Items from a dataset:
————

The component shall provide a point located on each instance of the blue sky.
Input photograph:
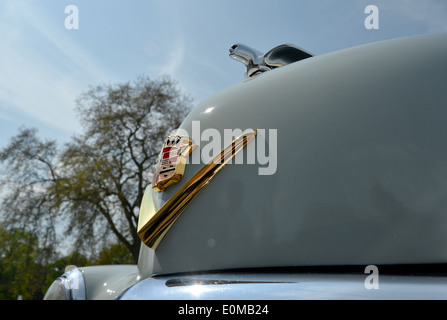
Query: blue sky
(44, 67)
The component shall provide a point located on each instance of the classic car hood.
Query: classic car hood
(357, 172)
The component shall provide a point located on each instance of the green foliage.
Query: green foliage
(94, 184)
(22, 268)
(86, 193)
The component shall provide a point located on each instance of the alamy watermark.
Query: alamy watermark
(72, 20)
(262, 151)
(372, 280)
(372, 20)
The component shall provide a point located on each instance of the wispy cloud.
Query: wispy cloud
(43, 70)
(431, 13)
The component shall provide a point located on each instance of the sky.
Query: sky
(45, 64)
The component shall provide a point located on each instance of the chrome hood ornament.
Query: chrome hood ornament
(256, 62)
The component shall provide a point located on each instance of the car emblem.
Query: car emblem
(171, 162)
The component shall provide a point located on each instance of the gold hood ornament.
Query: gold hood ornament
(171, 162)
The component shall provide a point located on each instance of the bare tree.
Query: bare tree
(95, 182)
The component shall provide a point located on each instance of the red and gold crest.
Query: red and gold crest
(171, 162)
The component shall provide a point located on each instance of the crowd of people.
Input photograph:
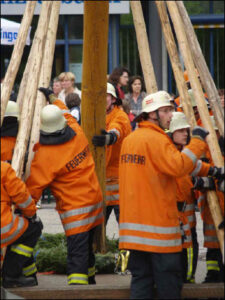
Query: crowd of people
(157, 173)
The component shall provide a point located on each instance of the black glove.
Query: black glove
(49, 95)
(200, 132)
(201, 183)
(106, 138)
(216, 172)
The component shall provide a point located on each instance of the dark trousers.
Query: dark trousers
(80, 257)
(109, 209)
(14, 262)
(161, 269)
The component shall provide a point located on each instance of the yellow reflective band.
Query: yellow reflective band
(91, 272)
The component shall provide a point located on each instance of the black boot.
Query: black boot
(22, 281)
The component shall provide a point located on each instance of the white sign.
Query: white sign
(9, 32)
(68, 7)
(76, 69)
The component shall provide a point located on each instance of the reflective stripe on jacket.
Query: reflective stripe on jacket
(13, 191)
(69, 170)
(149, 163)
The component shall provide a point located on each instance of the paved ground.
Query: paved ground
(52, 224)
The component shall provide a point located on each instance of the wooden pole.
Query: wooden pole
(16, 56)
(175, 61)
(45, 76)
(93, 112)
(31, 88)
(203, 111)
(143, 47)
(206, 78)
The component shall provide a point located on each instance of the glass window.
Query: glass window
(75, 27)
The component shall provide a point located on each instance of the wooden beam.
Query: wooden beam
(206, 78)
(175, 61)
(143, 47)
(93, 112)
(203, 111)
(45, 77)
(17, 53)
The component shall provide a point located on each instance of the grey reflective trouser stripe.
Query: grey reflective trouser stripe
(112, 197)
(11, 237)
(112, 187)
(26, 203)
(149, 242)
(8, 227)
(80, 211)
(197, 168)
(83, 222)
(189, 207)
(190, 154)
(150, 228)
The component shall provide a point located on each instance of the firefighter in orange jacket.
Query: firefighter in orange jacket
(19, 232)
(9, 130)
(117, 128)
(63, 162)
(149, 219)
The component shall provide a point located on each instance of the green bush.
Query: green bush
(51, 254)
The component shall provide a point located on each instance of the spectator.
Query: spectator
(73, 103)
(119, 79)
(68, 84)
(57, 87)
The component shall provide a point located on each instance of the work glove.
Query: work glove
(49, 95)
(216, 172)
(199, 132)
(106, 138)
(203, 183)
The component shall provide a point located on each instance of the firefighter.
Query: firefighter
(149, 219)
(63, 162)
(9, 130)
(214, 264)
(117, 128)
(19, 232)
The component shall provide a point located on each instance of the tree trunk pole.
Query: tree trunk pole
(143, 47)
(17, 53)
(93, 112)
(45, 76)
(175, 61)
(31, 88)
(206, 78)
(203, 111)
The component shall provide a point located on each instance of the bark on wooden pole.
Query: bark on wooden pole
(93, 112)
(16, 56)
(175, 61)
(206, 78)
(143, 47)
(203, 111)
(45, 76)
(31, 88)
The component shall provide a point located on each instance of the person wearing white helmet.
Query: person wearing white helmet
(9, 130)
(117, 128)
(149, 220)
(63, 162)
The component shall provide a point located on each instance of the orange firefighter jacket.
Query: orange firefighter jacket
(117, 121)
(13, 191)
(149, 164)
(7, 147)
(69, 170)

————

### Problem requirements
Every line from the one containing "of the firefighter." through the final line of the data above is to be restated word for word, and nothing more.

### Answer box
The component shall provide a point located on each instance of the firefighter.
Query: firefighter
(149, 219)
(63, 162)
(9, 130)
(214, 264)
(117, 128)
(19, 232)
The component shall provide a point located on each instance of the tree trunk pole.
Query: tree trunk pole
(143, 47)
(17, 53)
(93, 112)
(45, 76)
(175, 61)
(31, 88)
(206, 78)
(203, 111)
The component shall provide a point located on each instance of the bark on wooden pole.
Query: bark on wooden pole
(93, 112)
(16, 56)
(175, 61)
(206, 78)
(143, 47)
(203, 111)
(45, 76)
(31, 88)
The component shall provide a point located on each instance of the person wearing white helmet.
Query: person wearing white helmet
(9, 130)
(117, 128)
(149, 220)
(63, 162)
The component shall provide a point located on each instance of the orange firefighter jacket.
Query: orange firefighter jacket
(117, 121)
(13, 191)
(149, 164)
(7, 147)
(69, 170)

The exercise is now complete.